Uit te voeren taken
a. Geef uit de tekst over cyclus G209 alles van "ISO-programmering" tot en met "stilstaande spil plaatsvinden." woordelijk weer.
b. Wissel in de rijen, vanaf het begin tot en met de regel met "43,60,73,78", elk "spectator" in voor "onlooker". Geef alleen die regels terug en laat de rest ongewijzigd.

Gekozen fragment
+ + + + +

ISO-programmering
G209
G209
Raadpleeg uw machinehandboek!
De machine en besturing moeten zijn voorbereid door de machinefabrikant.
De cyclus is uitsluitend op machines met een gestuurde spil uitvoerbaar.
De besturing snijdt de schroefdraad in meerdere verplaatsingen tot de ingevoerde diepte. Via een parameter kan worden vastgelegd of het gereedschap bij het spaanbreken al dan niet helemaal uit de boring moet worden teruggetrokken.
Bij het schroefdraad tappen worden de spil en de gereedschapsas altijd ten opzichte van elkaar gesynchroniseerd. De synchronisatie kan bij stilstaande spil plaatsvinden.

+ + + + +

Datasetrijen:
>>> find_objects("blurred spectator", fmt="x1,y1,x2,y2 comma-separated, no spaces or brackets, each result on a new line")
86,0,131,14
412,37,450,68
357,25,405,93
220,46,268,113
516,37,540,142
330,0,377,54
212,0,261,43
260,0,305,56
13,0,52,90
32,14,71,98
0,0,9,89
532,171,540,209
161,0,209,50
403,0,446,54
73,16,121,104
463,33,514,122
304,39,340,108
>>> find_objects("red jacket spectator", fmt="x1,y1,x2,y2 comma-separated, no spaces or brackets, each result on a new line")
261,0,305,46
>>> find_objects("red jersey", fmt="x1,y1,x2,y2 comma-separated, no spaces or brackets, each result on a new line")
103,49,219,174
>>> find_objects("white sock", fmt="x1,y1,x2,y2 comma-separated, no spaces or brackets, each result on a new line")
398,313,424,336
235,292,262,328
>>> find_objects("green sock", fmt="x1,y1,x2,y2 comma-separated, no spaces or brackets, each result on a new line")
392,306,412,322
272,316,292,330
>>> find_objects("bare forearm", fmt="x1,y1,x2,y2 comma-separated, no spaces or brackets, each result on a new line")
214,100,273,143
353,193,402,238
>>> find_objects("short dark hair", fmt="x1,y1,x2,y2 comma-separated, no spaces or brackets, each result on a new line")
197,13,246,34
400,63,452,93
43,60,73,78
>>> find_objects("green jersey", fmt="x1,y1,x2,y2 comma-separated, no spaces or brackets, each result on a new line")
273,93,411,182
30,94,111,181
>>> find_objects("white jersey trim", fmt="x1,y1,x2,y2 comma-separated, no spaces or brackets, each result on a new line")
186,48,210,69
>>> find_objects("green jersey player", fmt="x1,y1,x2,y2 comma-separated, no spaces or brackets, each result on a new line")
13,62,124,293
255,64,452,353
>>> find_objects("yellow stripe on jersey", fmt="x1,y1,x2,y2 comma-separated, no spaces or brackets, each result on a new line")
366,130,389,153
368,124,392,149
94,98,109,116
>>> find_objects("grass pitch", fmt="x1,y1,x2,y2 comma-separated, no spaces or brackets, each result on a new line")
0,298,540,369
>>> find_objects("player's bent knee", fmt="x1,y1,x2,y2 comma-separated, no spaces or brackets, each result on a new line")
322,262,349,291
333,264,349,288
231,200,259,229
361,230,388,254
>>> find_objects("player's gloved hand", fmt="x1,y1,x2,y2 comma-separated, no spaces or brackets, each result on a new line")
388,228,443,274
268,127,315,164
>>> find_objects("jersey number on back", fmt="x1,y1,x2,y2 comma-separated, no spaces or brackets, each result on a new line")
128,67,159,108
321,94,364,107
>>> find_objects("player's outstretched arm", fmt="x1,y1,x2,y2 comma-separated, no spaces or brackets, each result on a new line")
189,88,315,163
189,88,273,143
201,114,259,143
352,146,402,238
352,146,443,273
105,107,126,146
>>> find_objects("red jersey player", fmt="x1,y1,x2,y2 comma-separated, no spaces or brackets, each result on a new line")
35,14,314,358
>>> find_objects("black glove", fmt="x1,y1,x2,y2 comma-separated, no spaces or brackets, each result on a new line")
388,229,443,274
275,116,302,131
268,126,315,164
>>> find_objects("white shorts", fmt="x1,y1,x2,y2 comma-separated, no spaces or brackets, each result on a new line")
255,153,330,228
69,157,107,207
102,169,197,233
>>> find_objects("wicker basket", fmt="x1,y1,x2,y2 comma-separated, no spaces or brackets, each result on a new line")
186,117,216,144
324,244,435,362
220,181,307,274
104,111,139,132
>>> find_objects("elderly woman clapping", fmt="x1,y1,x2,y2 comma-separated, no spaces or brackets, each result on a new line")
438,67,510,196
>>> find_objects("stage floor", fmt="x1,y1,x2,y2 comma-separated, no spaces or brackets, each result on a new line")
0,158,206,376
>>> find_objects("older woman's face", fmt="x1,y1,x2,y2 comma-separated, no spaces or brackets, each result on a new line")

+ + + + +

Lijst met antwoorden
a.
ISO-programmering
G209
G209
Raadpleeg uw machinehandboek!
De machine en besturing moeten zijn voorbereid door de machinefabrikant.
De cyclus is uitsluitend op machines met een gestuurde spil uitvoerbaar.
De besturing snijdt de schroefdraad in meerdere verplaatsingen tot de ingevoerde diepte. Via een parameter kan worden vastgelegd of het gereedschap bij het spaanbreken al dan niet helemaal uit de boring moet worden teruggetrokken.
Bij het schroefdraad tappen worden de spil en de gereedschapsas altijd ten opzichte van elkaar gesynchroniseerd. De synchronisatie kan bij stilstaande spil plaatsvinden.

b.
>>> find_objects("blurred onlooker", fmt="x1,y1,x2,y2 comma-separated, no spaces or brackets, each result on a new line")
86,0,131,14
412,37,450,68
357,25,405,93
220,46,268,113
516,37,540,142
330,0,377,54
212,0,261,43
260,0,305,56
13,0,52,90
32,14,71,98
0,0,9,89
532,171,540,209
161,0,209,50
403,0,446,54
73,16,121,104
463,33,514,122
304,39,340,108
>>> find_objects("red jacket onlooker", fmt="x1,y1,x2,y2 comma-separated, no spaces or brackets, each result on a new line")
261,0,305,46
>>> find_objects("red jersey", fmt="x1,y1,x2,y2 comma-separated, no spaces or brackets, each result on a new line")
103,49,219,174
>>> find_objects("white sock", fmt="x1,y1,x2,y2 comma-separated, no spaces or brackets, each result on a new line")
398,313,424,336
235,292,262,328
>>> find_objects("green sock", fmt="x1,y1,x2,y2 comma-separated, no spaces or brackets, each result on a new line")
392,306,412,322
272,316,292,330
>>> find_objects("bare forearm", fmt="x1,y1,x2,y2 comma-separated, no spaces or brackets, each result on a new line")
214,100,273,143
353,193,402,238
>>> find_objects("short dark hair", fmt="x1,y1,x2,y2 comma-separated, no spaces or brackets, each result on a new line")
197,13,246,34
400,63,452,93
43,60,73,78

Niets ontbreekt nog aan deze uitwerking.